*** Opening RECORDS FOR THIS EXERCISE ***
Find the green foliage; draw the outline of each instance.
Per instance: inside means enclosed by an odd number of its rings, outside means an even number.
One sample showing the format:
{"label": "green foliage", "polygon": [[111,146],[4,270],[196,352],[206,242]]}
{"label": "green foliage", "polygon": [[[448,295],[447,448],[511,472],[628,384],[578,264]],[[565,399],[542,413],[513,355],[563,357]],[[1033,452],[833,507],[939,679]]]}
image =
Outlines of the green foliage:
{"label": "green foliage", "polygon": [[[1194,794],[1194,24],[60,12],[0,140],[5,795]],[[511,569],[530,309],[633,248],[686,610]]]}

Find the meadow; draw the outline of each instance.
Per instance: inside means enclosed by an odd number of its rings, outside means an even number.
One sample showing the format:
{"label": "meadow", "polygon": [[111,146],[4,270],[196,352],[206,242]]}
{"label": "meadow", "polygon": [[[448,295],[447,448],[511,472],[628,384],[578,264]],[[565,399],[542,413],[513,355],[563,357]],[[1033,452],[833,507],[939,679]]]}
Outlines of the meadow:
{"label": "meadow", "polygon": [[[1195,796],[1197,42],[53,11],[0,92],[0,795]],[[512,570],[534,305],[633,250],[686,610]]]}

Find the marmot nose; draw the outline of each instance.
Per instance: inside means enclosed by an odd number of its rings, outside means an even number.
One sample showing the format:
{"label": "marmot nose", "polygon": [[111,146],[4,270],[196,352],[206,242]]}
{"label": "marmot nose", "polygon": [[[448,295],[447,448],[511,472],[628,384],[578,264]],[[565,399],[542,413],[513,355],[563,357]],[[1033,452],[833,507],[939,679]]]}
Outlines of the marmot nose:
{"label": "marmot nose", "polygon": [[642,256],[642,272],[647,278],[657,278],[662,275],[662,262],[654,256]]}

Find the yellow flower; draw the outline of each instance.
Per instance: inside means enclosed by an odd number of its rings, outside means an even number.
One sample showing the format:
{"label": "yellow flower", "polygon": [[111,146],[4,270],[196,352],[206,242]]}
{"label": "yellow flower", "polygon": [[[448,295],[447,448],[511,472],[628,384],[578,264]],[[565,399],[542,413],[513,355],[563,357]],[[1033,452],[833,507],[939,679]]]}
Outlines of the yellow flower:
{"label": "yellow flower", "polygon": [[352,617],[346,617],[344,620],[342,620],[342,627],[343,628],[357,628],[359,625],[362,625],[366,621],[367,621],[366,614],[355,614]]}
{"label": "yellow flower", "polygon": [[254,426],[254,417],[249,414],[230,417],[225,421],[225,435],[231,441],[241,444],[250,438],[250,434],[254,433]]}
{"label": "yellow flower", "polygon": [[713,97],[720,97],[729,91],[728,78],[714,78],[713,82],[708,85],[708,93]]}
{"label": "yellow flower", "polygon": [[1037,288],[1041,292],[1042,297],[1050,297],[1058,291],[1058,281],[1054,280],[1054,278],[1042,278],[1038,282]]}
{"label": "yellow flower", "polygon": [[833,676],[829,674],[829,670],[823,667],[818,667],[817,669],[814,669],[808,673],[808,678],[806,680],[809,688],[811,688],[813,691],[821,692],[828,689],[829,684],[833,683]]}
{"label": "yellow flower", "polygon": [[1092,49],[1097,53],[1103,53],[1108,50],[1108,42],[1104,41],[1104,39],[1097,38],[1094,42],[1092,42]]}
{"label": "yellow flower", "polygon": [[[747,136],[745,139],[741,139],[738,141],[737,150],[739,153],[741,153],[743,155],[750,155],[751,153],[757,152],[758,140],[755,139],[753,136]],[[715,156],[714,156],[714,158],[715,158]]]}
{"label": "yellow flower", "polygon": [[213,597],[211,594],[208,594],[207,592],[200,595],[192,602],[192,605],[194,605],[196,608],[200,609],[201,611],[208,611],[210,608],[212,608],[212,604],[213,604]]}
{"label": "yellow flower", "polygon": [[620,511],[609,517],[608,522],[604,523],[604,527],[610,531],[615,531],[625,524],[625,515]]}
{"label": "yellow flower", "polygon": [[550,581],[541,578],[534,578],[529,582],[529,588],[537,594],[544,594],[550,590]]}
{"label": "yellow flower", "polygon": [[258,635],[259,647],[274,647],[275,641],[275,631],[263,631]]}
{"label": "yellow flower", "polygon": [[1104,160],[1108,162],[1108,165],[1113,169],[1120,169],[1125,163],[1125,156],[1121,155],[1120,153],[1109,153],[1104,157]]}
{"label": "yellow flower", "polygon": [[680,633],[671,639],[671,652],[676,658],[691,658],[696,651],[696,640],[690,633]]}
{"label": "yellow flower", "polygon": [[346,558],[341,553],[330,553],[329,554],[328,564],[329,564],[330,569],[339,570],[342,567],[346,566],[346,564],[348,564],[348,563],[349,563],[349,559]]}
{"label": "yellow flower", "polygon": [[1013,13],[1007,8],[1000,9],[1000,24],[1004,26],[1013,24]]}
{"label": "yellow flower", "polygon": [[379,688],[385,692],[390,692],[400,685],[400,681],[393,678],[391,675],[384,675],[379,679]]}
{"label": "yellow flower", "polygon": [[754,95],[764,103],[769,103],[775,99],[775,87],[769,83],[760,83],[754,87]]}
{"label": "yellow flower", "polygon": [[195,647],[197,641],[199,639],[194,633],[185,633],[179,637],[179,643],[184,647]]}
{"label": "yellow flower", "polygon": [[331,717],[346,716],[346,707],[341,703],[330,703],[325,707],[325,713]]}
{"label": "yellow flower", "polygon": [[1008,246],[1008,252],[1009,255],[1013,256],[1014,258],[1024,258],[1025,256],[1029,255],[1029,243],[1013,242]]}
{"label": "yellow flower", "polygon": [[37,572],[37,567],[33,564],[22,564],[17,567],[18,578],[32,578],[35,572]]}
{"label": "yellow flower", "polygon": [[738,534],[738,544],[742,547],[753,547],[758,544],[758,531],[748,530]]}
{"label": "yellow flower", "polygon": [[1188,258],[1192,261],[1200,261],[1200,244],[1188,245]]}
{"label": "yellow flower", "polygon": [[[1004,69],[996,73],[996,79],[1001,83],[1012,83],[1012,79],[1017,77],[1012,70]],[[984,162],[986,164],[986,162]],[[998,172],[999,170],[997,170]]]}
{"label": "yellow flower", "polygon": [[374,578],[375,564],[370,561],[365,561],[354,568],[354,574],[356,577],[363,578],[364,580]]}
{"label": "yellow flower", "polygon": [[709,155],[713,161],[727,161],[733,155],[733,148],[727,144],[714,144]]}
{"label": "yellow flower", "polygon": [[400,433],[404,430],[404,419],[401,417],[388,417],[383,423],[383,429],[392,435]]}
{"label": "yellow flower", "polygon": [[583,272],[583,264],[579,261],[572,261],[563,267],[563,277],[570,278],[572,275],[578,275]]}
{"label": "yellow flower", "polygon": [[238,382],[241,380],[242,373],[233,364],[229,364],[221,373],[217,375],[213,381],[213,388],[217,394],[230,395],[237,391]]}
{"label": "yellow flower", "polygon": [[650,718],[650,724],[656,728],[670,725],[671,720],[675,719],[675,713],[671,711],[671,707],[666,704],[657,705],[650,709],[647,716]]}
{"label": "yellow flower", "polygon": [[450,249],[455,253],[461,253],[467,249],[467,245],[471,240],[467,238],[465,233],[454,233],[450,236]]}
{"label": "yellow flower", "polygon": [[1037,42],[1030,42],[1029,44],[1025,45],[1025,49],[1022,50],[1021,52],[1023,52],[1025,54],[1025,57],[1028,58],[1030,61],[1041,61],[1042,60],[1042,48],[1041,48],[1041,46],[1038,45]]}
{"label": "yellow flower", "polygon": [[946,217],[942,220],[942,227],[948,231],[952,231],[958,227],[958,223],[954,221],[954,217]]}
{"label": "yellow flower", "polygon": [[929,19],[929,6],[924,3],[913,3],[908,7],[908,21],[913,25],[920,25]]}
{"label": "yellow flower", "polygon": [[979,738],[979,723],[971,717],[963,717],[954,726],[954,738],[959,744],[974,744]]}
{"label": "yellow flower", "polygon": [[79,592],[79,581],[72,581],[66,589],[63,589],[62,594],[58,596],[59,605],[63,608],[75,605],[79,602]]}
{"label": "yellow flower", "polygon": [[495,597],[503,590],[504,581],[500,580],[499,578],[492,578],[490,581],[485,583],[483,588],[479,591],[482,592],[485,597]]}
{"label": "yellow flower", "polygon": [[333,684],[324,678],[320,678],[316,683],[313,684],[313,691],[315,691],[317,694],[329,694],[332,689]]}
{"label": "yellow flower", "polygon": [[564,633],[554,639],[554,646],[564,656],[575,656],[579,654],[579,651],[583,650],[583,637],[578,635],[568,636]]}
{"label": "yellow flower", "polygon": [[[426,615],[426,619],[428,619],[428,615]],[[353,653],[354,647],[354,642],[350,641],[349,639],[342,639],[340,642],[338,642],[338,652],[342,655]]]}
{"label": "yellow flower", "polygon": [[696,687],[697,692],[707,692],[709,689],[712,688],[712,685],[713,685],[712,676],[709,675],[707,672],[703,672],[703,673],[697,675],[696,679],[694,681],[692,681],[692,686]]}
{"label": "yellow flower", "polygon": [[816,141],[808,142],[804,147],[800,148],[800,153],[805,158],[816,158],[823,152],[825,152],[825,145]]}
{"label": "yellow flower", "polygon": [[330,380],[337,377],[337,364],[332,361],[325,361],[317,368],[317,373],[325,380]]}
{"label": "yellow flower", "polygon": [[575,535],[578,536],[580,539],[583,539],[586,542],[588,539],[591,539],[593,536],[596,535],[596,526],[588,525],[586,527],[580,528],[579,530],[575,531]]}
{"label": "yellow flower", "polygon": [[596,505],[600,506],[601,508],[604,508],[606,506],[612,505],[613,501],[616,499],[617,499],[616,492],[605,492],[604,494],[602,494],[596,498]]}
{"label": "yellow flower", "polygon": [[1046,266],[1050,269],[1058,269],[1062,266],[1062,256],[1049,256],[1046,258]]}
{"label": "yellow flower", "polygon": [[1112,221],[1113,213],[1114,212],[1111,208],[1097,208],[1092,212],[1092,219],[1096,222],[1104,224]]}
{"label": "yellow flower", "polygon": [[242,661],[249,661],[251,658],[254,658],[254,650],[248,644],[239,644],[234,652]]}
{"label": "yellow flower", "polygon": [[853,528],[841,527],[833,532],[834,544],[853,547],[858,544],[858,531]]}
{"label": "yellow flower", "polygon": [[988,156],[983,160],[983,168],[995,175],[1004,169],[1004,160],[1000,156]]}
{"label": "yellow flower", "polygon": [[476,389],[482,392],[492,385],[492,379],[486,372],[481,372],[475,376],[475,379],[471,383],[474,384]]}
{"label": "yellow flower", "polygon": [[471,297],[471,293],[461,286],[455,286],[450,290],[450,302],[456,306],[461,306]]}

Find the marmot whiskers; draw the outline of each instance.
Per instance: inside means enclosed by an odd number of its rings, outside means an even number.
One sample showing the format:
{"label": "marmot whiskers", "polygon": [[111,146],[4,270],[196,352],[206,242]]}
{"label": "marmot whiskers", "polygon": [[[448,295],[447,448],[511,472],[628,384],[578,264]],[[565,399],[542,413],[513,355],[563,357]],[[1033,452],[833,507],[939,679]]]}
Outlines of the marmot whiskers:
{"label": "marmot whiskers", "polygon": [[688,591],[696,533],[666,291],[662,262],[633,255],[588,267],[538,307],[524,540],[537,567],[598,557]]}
*** Closing RECORDS FOR THIS EXERCISE ***
▶ [WHAT NEEDS TO BE DONE]:
From the data above, copy each line that holds "Find".

▶ [SOLUTION]:
Find the green foliage; draw the outline of each instance.
Find the meadow; draw the outline of each instance.
Find the marmot nose; draw the outline of each instance.
Find the yellow flower; draw the outline of each instance.
Find the marmot whiskers; draw the outline of each instance.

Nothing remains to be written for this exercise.